Stored data entries
###
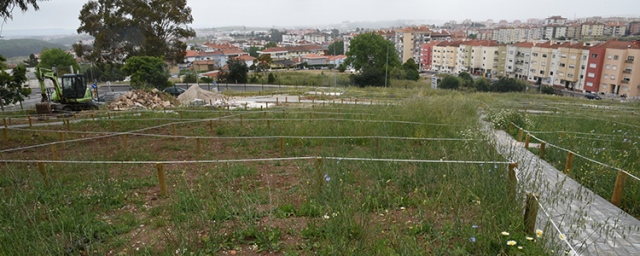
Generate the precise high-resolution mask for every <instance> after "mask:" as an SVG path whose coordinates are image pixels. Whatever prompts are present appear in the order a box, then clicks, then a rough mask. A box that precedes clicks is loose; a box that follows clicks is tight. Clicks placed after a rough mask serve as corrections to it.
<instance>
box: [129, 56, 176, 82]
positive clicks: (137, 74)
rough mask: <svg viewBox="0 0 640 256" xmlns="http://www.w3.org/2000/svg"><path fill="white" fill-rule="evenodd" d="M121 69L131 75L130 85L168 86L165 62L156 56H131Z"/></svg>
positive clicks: (166, 71) (168, 72)
mask: <svg viewBox="0 0 640 256" xmlns="http://www.w3.org/2000/svg"><path fill="white" fill-rule="evenodd" d="M122 71H124V72H125V73H126V74H127V75H129V76H131V86H132V87H155V88H157V89H164V88H165V87H167V86H169V81H168V79H169V72H167V70H166V64H165V62H164V60H162V59H161V58H158V57H151V56H135V57H131V58H129V59H127V62H126V63H125V64H124V67H122Z"/></svg>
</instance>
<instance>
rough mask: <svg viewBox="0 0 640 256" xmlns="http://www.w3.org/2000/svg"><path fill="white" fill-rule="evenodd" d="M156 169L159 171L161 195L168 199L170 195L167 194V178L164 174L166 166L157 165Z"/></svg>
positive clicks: (160, 192) (159, 164)
mask: <svg viewBox="0 0 640 256" xmlns="http://www.w3.org/2000/svg"><path fill="white" fill-rule="evenodd" d="M156 168H157V169H158V182H159V183H160V194H161V195H162V196H163V197H168V196H169V193H168V192H167V177H166V176H165V174H164V164H162V163H156Z"/></svg>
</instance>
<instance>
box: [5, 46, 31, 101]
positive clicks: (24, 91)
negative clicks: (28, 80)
mask: <svg viewBox="0 0 640 256" xmlns="http://www.w3.org/2000/svg"><path fill="white" fill-rule="evenodd" d="M5 61H6V59H5V58H4V57H2V55H0V109H2V111H4V106H5V105H9V104H14V103H17V102H20V103H22V101H24V97H26V96H29V94H31V89H30V88H29V86H28V85H25V83H26V82H27V81H28V79H27V75H26V73H27V69H26V68H25V67H24V65H22V64H20V65H18V66H17V67H15V68H14V69H13V71H12V73H11V74H9V73H7V72H6V71H5V65H4V62H5ZM21 106H22V105H21Z"/></svg>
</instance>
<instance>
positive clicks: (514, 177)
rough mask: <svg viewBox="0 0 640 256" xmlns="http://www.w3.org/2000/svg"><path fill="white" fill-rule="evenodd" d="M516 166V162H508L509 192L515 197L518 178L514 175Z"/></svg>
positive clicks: (517, 182)
mask: <svg viewBox="0 0 640 256" xmlns="http://www.w3.org/2000/svg"><path fill="white" fill-rule="evenodd" d="M517 167H518V163H510V164H509V183H510V185H509V194H510V196H512V197H513V198H514V199H515V196H516V188H517V186H518V178H517V177H516V168H517Z"/></svg>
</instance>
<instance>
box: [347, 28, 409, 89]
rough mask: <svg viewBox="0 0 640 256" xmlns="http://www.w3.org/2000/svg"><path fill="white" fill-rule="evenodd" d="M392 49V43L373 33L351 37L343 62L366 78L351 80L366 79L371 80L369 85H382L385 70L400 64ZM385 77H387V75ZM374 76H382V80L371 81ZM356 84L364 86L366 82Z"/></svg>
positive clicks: (394, 48) (355, 80) (355, 75)
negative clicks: (345, 58)
mask: <svg viewBox="0 0 640 256" xmlns="http://www.w3.org/2000/svg"><path fill="white" fill-rule="evenodd" d="M394 49H395V48H394V45H393V43H391V42H390V41H387V40H385V39H384V38H383V37H382V36H380V35H377V34H375V33H364V34H360V35H357V36H355V37H354V38H353V39H351V44H350V46H349V51H348V52H347V54H346V55H347V59H346V60H345V64H346V65H351V66H352V67H353V68H354V69H355V70H356V71H359V72H360V74H359V75H365V74H366V75H367V77H366V79H353V81H354V82H356V81H360V82H364V81H368V82H372V83H371V84H370V85H374V84H375V85H384V84H385V80H384V79H385V74H386V72H387V71H388V70H391V69H393V68H394V67H399V66H400V60H399V59H398V55H397V54H396V52H395V50H394ZM379 74H382V76H380V75H379ZM357 76H358V75H354V76H352V77H353V78H356V77H357ZM386 77H387V79H389V77H388V76H386ZM374 78H382V81H372V80H371V79H374ZM387 82H388V80H387ZM358 85H359V86H366V84H358Z"/></svg>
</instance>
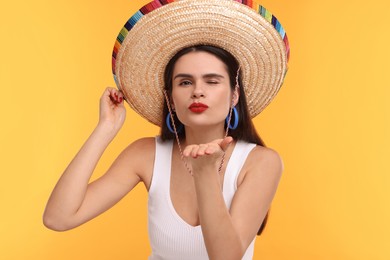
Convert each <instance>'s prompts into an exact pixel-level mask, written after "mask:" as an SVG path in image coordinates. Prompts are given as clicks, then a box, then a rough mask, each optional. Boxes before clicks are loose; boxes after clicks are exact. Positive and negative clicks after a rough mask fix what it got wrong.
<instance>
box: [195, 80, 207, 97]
mask: <svg viewBox="0 0 390 260" xmlns="http://www.w3.org/2000/svg"><path fill="white" fill-rule="evenodd" d="M204 96H205V95H204V90H203V87H202V86H201V84H199V83H198V84H196V85H195V86H194V89H193V92H192V98H201V97H204Z"/></svg>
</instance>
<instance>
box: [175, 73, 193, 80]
mask: <svg viewBox="0 0 390 260" xmlns="http://www.w3.org/2000/svg"><path fill="white" fill-rule="evenodd" d="M177 78H192V75H191V74H185V73H179V74H177V75H176V76H175V77H174V78H173V79H174V80H175V79H177Z"/></svg>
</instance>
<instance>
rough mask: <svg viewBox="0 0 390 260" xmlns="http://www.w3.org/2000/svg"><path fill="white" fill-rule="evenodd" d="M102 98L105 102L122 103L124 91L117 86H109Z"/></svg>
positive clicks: (101, 97) (122, 101)
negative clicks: (113, 87)
mask: <svg viewBox="0 0 390 260" xmlns="http://www.w3.org/2000/svg"><path fill="white" fill-rule="evenodd" d="M101 99H102V100H104V101H105V102H109V103H110V102H111V103H112V104H114V105H118V104H121V103H122V102H123V100H124V95H123V93H122V91H120V90H118V89H116V88H111V87H107V88H106V89H105V90H104V93H103V95H102V97H101Z"/></svg>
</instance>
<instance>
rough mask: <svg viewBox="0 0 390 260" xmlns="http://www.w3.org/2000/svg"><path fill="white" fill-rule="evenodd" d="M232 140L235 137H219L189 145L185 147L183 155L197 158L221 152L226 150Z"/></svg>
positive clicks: (225, 150) (222, 151)
mask: <svg viewBox="0 0 390 260" xmlns="http://www.w3.org/2000/svg"><path fill="white" fill-rule="evenodd" d="M232 142H233V138H232V137H230V136H228V137H226V138H224V139H217V140H214V141H213V142H211V143H207V144H199V145H197V144H194V145H189V146H187V147H186V148H185V149H184V151H183V155H184V156H185V157H190V156H191V157H192V158H197V157H199V156H203V155H212V154H219V153H222V152H225V151H226V150H227V148H228V147H229V145H230V144H231V143H232Z"/></svg>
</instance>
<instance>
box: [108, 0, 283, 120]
mask: <svg viewBox="0 0 390 260" xmlns="http://www.w3.org/2000/svg"><path fill="white" fill-rule="evenodd" d="M201 44H204V45H213V46H217V47H221V48H223V49H224V50H226V51H228V52H230V53H231V54H232V55H233V56H234V57H235V58H236V59H237V60H238V62H239V64H240V66H241V72H242V76H243V84H244V86H245V92H246V97H247V102H248V108H249V112H250V116H251V117H252V118H253V117H255V116H256V115H258V114H259V113H260V112H261V111H262V110H263V109H264V108H265V107H266V106H267V105H268V104H269V103H270V101H271V100H272V99H273V98H274V97H275V95H276V94H277V92H278V91H279V89H280V87H281V85H282V83H283V79H284V75H285V73H286V71H287V50H286V45H285V42H284V41H283V39H282V37H281V36H280V34H279V32H278V31H277V30H275V27H274V26H273V25H272V24H271V23H270V22H268V21H267V20H266V19H265V18H263V17H262V16H261V15H259V14H258V13H257V12H256V11H255V10H253V9H252V8H250V7H247V6H246V5H244V4H241V3H238V2H236V1H229V0H195V1H194V0H182V1H177V2H172V3H169V4H167V5H164V6H162V7H159V8H158V9H156V10H154V11H152V12H150V13H148V14H146V15H145V16H143V17H142V18H141V19H140V20H139V21H138V22H137V23H136V24H135V25H134V27H133V28H131V30H130V31H129V32H128V34H127V36H126V38H125V39H124V40H123V42H122V45H121V46H120V49H119V51H118V53H117V54H116V60H115V66H114V67H115V74H116V82H117V84H118V87H119V88H120V89H121V90H122V92H123V93H124V95H125V97H126V100H127V101H128V103H129V105H130V106H131V107H132V109H134V110H135V111H136V112H137V113H138V114H140V115H141V116H143V117H144V118H146V119H147V120H148V121H150V122H151V123H153V124H155V125H158V126H161V117H162V111H163V100H164V96H163V88H164V70H165V67H166V65H167V64H168V62H169V60H170V59H171V58H172V57H173V56H174V55H175V54H176V53H177V52H178V51H179V50H181V49H183V48H185V47H189V46H194V45H201Z"/></svg>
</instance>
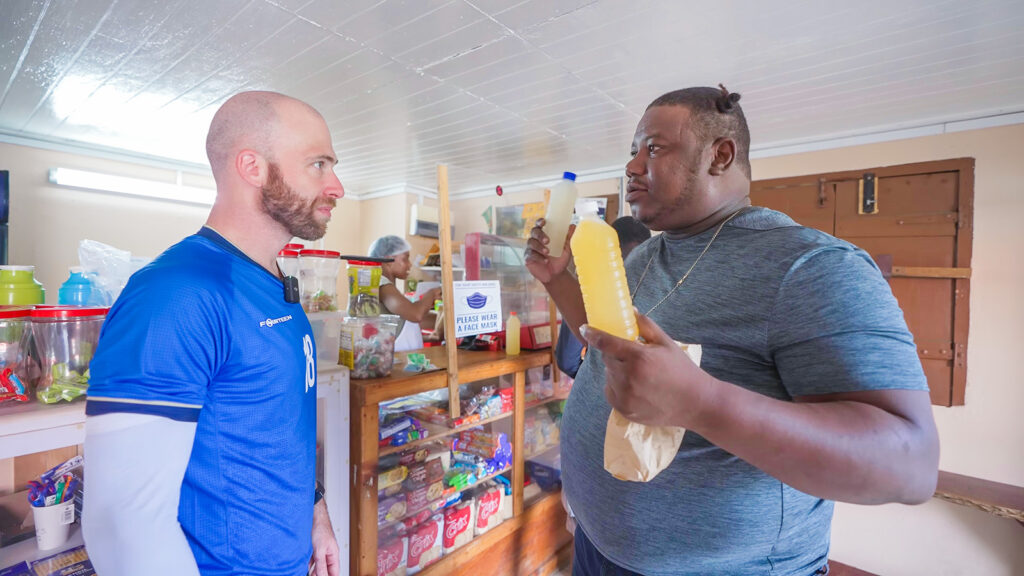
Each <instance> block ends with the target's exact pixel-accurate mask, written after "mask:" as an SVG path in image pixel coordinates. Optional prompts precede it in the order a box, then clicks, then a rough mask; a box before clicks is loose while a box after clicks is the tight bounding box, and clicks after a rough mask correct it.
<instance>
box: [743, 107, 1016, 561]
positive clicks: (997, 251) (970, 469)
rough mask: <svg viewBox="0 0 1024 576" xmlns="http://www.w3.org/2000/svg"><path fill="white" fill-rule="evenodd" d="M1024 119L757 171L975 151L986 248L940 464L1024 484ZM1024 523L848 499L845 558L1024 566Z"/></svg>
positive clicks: (891, 161)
###
TRY IT ▸ Only lines that hold the string "before" belong in the answer, so copy every one of them from the records.

SOLUTION TO THE EXERCISE ▸
Convert each <instance>'s prompts into an exact pixel-level mask, written after "mask:" as an SVG path in image coordinates. Prompts are given as clicks, then a box, then a rough mask, each optional. Boxes before clicks are loose; boxes after clicks are exact. Positive and negative clicks after a rough mask fix what it got wrong.
Each <instance> block ends with the target's exact pixel-accurate mask, written after "mask:" as an SVG path in image pixel coordinates. Optional prompts precede it in the order a box, then clicks, then a rough mask; a box before clicks is loose while a box after clicks is the tight bounding box, and clicks after a rough mask correct it.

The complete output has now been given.